(Source records)
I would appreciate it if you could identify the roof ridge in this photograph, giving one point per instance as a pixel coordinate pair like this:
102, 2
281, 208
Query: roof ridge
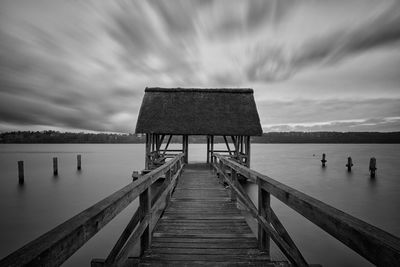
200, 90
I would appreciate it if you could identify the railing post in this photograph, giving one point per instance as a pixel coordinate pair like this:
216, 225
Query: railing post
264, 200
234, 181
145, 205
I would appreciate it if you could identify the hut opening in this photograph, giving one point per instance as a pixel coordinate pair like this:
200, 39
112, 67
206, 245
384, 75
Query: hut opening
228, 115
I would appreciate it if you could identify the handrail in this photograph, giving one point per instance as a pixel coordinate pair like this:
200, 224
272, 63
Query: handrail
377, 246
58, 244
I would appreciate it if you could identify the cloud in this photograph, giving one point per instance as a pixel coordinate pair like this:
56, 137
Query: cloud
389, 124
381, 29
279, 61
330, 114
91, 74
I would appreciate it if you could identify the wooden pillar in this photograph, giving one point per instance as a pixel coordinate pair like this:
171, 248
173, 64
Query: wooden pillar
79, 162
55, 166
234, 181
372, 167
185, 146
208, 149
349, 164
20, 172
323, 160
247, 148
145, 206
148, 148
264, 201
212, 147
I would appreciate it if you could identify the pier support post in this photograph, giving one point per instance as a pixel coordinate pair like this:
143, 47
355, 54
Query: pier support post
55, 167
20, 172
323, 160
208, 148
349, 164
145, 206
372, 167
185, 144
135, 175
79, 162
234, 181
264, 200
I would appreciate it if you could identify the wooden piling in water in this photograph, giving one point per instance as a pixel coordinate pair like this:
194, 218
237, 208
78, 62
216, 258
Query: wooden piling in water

- **ASSIGNMENT**: Taking the entries above, write out exactly each line from the one holding "Query: wooden pillar" to the one holding "I would appreciate it if you could identify the wooden piling", both included, and stop there.

- **FINAL ANSWER**:
Query: wooden pillar
79, 162
55, 166
234, 181
372, 167
185, 146
208, 149
349, 164
20, 172
323, 160
247, 148
145, 206
148, 148
264, 201
212, 147
I would appreciate it if you could identify the pier support post in this photograph, giving one point per instance as a pixel coordinate pair like this:
143, 47
355, 54
Query: pier support post
55, 167
20, 172
323, 160
208, 148
349, 164
145, 206
372, 167
185, 144
135, 175
79, 162
234, 181
264, 200
I would appreciate it if you could identify the wooden piling in water in this photograph, giving one point per instance as a pixel coordinate pair like this:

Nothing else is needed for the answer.